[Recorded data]

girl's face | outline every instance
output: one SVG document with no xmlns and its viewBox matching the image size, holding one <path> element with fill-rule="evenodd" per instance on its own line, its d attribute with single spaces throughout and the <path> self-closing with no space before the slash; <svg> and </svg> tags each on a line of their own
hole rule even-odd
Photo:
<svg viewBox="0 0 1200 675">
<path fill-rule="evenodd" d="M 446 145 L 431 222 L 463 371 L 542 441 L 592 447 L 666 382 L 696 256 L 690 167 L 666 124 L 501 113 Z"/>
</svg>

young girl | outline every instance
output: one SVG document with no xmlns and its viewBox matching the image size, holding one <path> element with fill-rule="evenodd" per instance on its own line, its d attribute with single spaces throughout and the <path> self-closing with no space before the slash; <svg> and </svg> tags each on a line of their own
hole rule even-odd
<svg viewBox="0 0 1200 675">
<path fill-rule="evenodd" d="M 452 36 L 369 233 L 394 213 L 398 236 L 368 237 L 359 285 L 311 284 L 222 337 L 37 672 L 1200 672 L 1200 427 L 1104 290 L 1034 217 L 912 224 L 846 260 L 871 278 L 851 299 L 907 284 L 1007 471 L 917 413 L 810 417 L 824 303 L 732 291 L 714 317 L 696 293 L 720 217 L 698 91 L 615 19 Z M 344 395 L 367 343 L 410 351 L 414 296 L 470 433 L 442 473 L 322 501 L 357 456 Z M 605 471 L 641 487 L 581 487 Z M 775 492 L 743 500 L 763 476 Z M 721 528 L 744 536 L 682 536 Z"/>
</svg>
==
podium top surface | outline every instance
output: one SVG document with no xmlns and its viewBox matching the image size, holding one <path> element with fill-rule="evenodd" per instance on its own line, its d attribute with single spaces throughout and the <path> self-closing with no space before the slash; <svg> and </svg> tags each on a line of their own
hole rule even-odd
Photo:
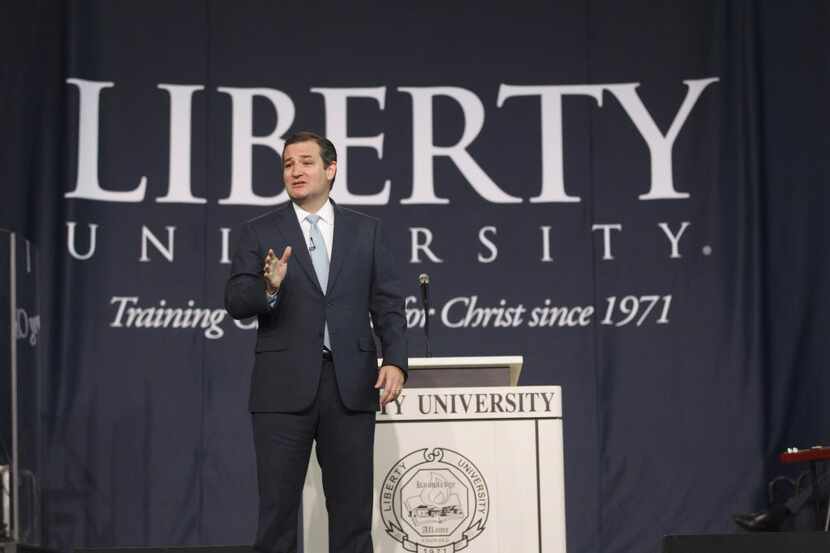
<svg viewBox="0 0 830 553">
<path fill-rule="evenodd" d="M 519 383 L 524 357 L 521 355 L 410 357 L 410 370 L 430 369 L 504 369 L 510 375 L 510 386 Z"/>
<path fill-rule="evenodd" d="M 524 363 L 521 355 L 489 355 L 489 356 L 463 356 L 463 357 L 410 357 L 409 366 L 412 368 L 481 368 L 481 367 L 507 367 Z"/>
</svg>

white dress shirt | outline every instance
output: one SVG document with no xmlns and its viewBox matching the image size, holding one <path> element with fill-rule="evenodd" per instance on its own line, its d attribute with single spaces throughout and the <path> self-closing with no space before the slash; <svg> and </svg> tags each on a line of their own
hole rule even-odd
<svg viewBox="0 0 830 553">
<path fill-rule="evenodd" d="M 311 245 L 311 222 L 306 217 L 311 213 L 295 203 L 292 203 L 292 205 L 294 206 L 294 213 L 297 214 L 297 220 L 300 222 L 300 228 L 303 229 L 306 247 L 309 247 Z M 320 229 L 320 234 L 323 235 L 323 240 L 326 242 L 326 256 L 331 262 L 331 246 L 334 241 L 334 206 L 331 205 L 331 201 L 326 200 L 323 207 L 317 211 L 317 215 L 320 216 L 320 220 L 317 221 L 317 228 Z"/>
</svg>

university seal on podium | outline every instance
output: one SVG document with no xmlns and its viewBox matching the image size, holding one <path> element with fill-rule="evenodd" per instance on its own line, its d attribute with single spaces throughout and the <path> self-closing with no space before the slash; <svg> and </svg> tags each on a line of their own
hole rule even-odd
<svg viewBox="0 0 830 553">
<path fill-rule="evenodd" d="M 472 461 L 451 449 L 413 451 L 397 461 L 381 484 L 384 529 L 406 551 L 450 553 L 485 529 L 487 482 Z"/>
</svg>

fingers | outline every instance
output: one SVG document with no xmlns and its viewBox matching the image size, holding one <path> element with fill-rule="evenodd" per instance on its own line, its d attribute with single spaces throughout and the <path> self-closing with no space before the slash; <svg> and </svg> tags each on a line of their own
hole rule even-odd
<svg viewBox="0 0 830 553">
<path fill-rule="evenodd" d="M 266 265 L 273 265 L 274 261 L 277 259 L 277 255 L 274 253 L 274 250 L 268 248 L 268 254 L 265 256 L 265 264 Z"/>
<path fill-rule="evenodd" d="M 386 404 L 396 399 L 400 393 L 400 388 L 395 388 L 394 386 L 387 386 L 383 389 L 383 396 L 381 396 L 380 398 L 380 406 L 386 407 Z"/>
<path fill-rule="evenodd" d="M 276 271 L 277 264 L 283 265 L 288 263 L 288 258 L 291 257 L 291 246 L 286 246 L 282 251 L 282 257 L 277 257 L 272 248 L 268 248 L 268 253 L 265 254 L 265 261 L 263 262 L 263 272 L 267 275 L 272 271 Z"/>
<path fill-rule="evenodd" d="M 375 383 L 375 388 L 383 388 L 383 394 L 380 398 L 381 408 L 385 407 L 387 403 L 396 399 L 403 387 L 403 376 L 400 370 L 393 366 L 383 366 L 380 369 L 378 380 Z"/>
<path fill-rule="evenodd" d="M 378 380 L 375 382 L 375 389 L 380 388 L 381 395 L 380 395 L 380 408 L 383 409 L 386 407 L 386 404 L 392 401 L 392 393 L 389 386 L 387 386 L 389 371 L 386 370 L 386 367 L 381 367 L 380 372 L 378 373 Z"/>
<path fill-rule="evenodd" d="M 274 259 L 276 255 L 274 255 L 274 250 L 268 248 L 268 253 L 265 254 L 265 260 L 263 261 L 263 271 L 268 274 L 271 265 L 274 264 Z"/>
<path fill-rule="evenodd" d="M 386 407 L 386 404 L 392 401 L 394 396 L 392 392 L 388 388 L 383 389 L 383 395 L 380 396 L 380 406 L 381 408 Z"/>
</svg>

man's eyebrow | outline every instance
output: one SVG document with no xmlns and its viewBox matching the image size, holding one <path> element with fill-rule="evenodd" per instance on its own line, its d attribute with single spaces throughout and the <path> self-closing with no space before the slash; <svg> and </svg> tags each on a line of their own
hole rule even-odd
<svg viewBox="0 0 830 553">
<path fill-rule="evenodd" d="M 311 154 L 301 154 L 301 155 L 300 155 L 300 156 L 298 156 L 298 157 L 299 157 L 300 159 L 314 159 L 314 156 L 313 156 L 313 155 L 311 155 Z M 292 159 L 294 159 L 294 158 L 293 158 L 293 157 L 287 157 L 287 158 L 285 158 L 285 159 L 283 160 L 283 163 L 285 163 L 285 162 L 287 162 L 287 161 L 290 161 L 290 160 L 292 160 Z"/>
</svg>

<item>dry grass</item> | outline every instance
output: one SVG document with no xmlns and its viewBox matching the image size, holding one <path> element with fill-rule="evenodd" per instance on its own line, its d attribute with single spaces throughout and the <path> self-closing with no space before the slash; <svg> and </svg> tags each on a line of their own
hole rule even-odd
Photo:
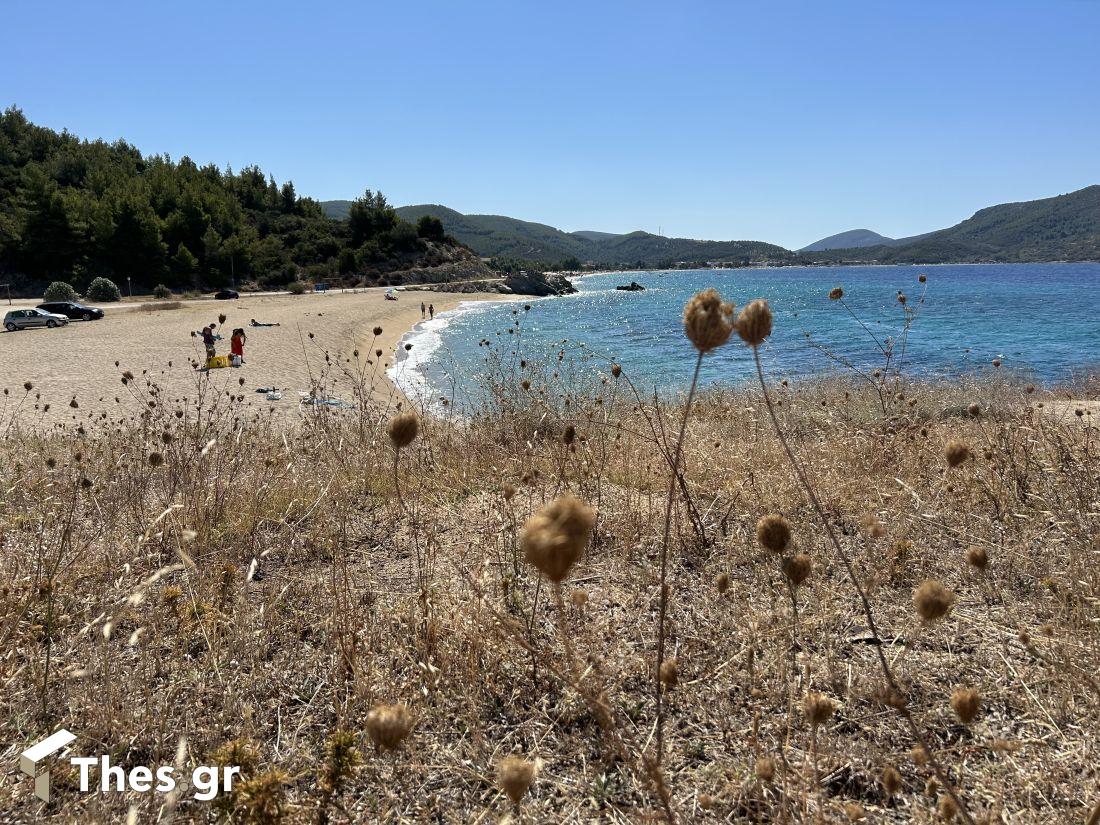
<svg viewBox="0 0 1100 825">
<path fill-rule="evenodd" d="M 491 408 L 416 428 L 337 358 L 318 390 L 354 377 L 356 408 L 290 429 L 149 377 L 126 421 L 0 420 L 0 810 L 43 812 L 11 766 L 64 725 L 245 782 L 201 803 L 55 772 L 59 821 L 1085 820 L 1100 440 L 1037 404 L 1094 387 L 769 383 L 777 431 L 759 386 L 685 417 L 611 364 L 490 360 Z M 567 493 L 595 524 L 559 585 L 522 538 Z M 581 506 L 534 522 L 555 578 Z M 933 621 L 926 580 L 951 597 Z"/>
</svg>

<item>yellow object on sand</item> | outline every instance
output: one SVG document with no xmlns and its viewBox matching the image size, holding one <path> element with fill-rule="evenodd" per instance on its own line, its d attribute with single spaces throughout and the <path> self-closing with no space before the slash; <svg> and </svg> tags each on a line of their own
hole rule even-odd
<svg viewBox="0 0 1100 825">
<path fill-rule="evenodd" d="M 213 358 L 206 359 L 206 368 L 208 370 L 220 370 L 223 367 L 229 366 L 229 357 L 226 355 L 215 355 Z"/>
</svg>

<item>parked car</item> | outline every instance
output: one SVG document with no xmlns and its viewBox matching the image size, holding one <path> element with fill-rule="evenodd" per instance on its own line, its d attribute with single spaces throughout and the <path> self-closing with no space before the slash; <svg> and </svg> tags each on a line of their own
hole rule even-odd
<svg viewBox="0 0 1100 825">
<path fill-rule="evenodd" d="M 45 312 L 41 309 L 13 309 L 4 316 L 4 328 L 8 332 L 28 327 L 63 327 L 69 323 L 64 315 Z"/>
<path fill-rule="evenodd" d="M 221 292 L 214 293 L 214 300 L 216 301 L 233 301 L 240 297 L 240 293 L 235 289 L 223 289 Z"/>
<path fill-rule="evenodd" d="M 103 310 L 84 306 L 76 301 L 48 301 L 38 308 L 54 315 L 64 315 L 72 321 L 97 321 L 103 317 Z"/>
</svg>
==
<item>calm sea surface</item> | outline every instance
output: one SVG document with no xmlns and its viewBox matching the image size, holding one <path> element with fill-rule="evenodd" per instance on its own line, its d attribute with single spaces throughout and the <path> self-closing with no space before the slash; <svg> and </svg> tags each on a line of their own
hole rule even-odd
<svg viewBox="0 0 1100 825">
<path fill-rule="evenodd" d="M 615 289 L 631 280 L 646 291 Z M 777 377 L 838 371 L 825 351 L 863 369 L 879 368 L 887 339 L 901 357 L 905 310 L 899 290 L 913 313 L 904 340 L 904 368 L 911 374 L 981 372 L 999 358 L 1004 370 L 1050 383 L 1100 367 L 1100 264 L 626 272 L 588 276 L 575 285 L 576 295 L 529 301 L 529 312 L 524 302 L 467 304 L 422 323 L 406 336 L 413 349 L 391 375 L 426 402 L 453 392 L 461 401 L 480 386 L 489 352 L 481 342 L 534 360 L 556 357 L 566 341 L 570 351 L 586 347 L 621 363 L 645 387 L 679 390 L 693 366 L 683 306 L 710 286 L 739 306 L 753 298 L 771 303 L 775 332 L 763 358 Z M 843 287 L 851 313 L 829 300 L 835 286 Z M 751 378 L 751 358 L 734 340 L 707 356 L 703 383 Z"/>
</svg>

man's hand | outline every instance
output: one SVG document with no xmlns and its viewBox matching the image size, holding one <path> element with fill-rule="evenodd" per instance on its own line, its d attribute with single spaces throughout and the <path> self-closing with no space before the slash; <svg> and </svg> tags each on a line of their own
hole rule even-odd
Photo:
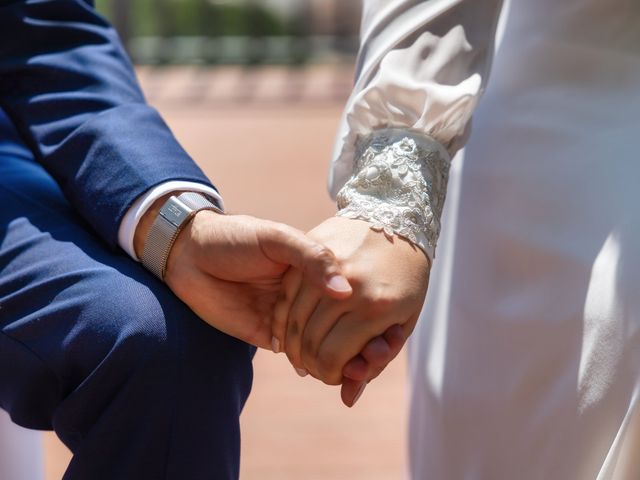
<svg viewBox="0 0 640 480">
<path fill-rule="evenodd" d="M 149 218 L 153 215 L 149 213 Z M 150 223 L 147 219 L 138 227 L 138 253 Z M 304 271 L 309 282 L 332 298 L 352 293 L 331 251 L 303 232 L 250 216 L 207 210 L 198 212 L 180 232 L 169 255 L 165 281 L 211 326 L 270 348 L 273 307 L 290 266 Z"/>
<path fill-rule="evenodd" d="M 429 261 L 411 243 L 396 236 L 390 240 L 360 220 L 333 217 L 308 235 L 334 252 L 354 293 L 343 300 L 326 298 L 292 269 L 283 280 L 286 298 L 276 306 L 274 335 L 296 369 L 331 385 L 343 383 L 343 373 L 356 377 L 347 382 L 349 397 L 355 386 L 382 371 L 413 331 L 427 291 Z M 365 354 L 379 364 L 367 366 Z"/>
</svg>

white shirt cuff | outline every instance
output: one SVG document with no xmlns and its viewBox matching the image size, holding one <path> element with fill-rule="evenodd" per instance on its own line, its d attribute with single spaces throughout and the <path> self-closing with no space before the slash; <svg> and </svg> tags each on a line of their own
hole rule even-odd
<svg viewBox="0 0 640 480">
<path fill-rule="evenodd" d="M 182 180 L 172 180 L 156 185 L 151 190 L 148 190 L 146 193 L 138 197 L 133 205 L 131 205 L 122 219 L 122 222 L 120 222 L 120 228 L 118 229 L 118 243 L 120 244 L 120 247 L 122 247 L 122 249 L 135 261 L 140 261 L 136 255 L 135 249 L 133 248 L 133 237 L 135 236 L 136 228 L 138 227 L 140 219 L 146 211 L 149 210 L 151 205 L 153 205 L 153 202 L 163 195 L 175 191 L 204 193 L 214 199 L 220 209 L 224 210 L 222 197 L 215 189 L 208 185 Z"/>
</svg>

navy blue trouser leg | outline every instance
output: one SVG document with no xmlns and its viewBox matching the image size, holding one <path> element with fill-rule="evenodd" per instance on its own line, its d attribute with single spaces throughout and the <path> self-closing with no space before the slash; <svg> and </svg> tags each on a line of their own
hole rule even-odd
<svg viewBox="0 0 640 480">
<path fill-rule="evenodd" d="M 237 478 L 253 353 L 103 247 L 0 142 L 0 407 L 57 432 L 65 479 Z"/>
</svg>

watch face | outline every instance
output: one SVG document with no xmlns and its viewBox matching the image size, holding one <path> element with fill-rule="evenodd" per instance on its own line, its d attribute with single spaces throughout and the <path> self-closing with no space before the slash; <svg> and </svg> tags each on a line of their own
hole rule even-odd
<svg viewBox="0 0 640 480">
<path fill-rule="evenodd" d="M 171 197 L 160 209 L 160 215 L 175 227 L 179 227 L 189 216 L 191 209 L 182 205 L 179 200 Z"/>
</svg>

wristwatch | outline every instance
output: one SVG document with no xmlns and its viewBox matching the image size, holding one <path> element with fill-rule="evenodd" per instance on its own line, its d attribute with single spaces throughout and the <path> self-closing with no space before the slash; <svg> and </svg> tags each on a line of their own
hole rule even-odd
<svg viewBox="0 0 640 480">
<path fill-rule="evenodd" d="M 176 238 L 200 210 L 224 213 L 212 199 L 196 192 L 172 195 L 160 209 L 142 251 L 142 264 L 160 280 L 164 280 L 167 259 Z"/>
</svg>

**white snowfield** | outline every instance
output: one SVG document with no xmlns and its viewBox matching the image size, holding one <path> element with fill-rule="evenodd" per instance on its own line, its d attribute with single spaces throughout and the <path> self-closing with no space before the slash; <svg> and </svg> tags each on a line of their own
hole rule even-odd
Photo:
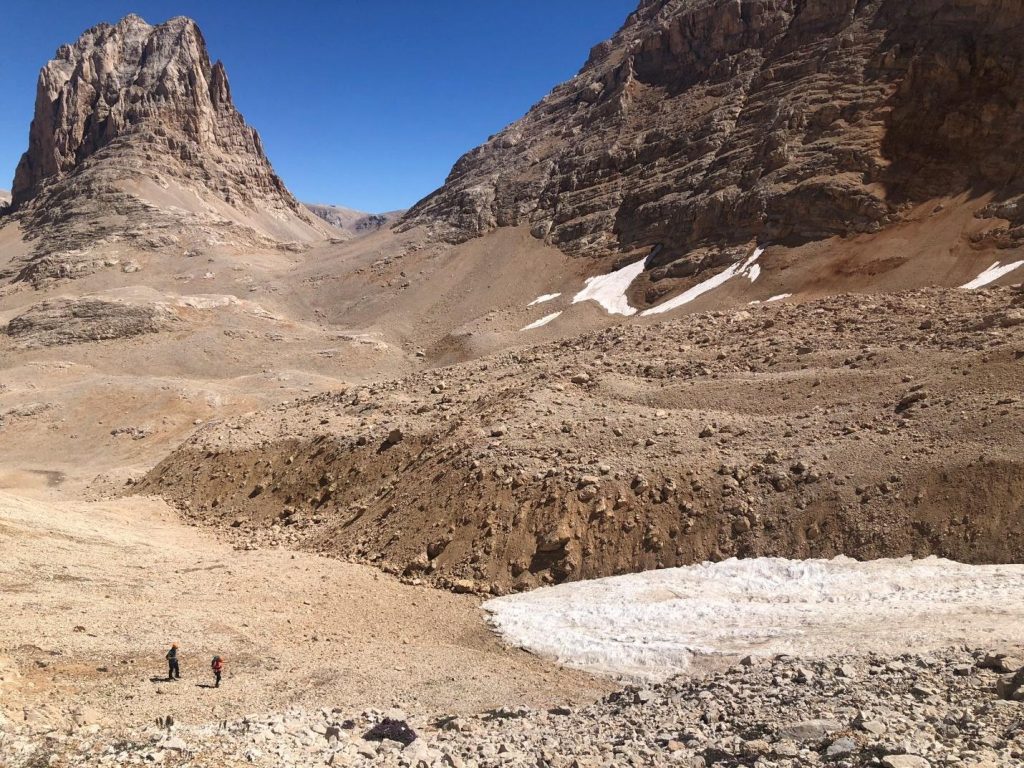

YOUR INSTRUCTIONS -
The lines to return are those in the entries above that hold "girl".

THE ANSWER -
girl's face | outline every instance
young girl | outline every instance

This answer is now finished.